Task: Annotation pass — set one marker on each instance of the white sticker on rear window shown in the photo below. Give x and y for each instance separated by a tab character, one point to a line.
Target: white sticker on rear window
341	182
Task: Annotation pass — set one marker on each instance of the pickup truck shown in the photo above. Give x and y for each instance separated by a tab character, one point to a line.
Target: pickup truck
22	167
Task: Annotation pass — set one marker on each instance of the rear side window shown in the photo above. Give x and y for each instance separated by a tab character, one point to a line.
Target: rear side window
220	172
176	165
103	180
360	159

==

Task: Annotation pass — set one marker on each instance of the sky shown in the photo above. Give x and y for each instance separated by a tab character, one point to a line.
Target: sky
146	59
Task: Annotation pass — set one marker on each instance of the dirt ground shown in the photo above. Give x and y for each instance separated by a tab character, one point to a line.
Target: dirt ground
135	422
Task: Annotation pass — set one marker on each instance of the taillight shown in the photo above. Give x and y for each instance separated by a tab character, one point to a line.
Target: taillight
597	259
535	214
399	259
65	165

---

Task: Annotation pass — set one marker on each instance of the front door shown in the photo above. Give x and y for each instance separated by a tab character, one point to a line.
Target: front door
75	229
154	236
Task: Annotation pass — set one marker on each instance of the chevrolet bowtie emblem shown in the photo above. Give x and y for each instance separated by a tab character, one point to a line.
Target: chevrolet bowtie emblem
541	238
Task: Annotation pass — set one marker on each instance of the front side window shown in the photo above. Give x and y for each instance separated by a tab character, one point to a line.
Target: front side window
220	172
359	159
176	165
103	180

* [WHAT THIS TASK INVOLVES]: Reproduce every line from the entries that holds the word "pass".

* [SOLUTION TO THIS EXERCISE]:
Task: Annotation pass — set one marker on each instance of the white sticker on rear window shown in the photo below. Give x and y for each instance separated by a tab character, one point to a line.
Task: Annotation pass — set one marker on each instance of the pickup truck shown in the photo above. Give x and y for each instance separated by a tab character, one point to a line.
Task: Annotation pass — set one marker on each instance of the rear side window shown in the photo above. Give x and y for each instance separated by a tab character, one point to a line.
Task: Annotation pass — set one marker on each instance of the sky shown in the photo above. Give x and y for each instance separated by a tab character, one point to a line.
Task: Annotation pass — set one marker on each instance of the dirt ground shown in the photo above. Give x and y for each instance separated by a tab character, one point to a line.
Task: Annotation pass — set one marker on each instance of the taillight shown in the photo above. Give x and y for each instance separated by a tab character, one point to a line.
Task: Annotation pass — set one marker on each instance of the front door shown in the photo above. Give x and y for each instance separated by a tab character, one point to a line.
Task: Annotation pass — set one marker on each instance of the chevrolet bowtie emblem shown in the photo above. Give x and y for each instance separated by a tab character, one point to a line.
Task: Annotation pass — set one marker on each instance of the front side window shown in the photo above. Give x and y for each instance separated by a tab character, one point to a line.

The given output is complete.